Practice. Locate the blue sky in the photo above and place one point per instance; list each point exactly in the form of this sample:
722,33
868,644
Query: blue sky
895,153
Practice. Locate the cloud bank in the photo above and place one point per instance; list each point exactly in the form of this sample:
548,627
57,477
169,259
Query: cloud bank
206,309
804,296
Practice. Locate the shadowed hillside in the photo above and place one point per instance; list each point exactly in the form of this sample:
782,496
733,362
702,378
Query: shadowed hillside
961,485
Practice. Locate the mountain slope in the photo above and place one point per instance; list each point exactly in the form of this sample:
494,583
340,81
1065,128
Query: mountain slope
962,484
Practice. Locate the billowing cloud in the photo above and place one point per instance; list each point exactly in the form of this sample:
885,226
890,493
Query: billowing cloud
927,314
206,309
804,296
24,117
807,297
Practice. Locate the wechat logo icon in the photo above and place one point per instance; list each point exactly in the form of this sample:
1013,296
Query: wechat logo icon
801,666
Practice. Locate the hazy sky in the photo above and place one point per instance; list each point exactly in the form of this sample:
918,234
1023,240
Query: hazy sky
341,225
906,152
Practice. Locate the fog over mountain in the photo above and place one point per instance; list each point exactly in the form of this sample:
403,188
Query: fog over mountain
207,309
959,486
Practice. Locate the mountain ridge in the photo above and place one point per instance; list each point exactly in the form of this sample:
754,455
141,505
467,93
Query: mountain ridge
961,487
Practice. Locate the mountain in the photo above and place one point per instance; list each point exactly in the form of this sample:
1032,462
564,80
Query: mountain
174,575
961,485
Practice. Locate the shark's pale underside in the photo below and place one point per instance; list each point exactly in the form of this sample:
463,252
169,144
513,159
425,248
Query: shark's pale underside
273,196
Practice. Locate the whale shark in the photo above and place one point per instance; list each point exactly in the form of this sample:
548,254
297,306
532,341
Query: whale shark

━━━━━━

* _What the task requires_
Update the lines from the one containing "Practice. Locate the mountain ridge" down through the last line, that line and the last one included. Replace "Practice" with "Exercise" wherever it occurs, leave everything else unchanged, and give only those lines.

* _Reply to the task_
Exercise. Locate the mountain ridge in the photo above and place one point per instance; list each point exactly in the form of this sample:
754,455
141,505
467,93
Query: mountain ridge
961,487
Exercise. Locate the mountain in the photo above and place one point per instance; list each point exactly in the form of this sample:
1032,462
564,80
Query: mountain
174,575
961,485
Exercise. Locate the shark's pale underside in the photo below and place one point per instance; list each point exactly in the form of this sample:
463,252
169,144
513,159
425,248
Query: shark's pale underside
273,196
Exercise. Locate the whale shark in the photo above and place one point per instance; list each point exactly in the form of this sample:
548,254
297,306
532,341
Query: whale shark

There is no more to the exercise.